===== Record extracts
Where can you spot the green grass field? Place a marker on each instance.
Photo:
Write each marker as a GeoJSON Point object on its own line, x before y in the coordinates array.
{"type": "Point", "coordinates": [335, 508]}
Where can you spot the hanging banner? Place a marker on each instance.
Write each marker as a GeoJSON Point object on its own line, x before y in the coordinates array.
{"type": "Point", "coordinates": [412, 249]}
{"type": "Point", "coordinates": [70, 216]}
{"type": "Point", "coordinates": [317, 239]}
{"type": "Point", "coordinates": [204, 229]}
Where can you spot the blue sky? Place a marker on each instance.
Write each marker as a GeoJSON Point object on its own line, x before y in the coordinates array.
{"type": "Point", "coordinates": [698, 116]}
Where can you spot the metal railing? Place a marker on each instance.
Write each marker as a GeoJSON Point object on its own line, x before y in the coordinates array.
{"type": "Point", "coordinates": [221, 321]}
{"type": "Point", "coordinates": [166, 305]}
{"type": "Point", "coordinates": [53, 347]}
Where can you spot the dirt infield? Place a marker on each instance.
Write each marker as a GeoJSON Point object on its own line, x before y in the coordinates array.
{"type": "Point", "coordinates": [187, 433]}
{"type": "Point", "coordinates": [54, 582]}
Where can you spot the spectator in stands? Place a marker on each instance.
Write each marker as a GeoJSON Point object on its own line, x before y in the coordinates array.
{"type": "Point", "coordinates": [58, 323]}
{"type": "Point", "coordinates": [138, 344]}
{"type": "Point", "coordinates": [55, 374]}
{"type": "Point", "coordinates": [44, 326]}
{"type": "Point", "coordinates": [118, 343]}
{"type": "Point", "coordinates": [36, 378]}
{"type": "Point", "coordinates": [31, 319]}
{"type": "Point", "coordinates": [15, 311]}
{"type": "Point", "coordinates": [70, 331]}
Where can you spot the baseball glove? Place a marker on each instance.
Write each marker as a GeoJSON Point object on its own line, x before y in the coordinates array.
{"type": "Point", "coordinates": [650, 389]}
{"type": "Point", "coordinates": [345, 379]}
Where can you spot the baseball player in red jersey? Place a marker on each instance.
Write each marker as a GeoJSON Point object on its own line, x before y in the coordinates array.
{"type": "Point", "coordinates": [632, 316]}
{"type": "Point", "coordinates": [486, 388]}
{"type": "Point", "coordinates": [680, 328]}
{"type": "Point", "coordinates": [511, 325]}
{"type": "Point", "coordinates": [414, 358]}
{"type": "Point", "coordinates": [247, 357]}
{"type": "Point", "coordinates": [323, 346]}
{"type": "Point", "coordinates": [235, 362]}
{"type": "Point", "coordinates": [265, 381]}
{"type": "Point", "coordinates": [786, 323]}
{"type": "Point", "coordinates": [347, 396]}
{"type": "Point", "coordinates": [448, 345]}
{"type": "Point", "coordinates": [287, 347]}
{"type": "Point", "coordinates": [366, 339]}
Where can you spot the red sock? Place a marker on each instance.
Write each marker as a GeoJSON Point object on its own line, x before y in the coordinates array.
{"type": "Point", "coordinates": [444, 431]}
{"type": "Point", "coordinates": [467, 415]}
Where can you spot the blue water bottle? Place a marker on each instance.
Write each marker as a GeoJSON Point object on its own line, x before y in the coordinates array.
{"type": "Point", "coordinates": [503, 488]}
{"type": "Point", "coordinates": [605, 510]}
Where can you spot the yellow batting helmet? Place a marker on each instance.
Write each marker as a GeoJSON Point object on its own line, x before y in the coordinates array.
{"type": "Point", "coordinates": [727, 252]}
==========
Reproduce only the records running from the line that contains "Where can you spot the red" through the end of the records, inclusive. Swap "water bottle" for "drink bottle" and leave every other word unchanged.

The reply →
Where can you spot the red sock? Place a marker on each instance.
Write each marker as a GeoJSON Point object on its own line, x before y in the coordinates array.
{"type": "Point", "coordinates": [444, 431]}
{"type": "Point", "coordinates": [467, 415]}
Where can you spot the blue drink bottle? Place a marker on each instance.
Write each marker as a GeoJSON Point object on its own line, x before y in the coordinates array.
{"type": "Point", "coordinates": [503, 488]}
{"type": "Point", "coordinates": [605, 510]}
Where can you spot the yellow batting helmet? Place a marker on each instance.
Write each marker as a GeoJSON Point object on its own line, x before y in the coordinates array.
{"type": "Point", "coordinates": [727, 252]}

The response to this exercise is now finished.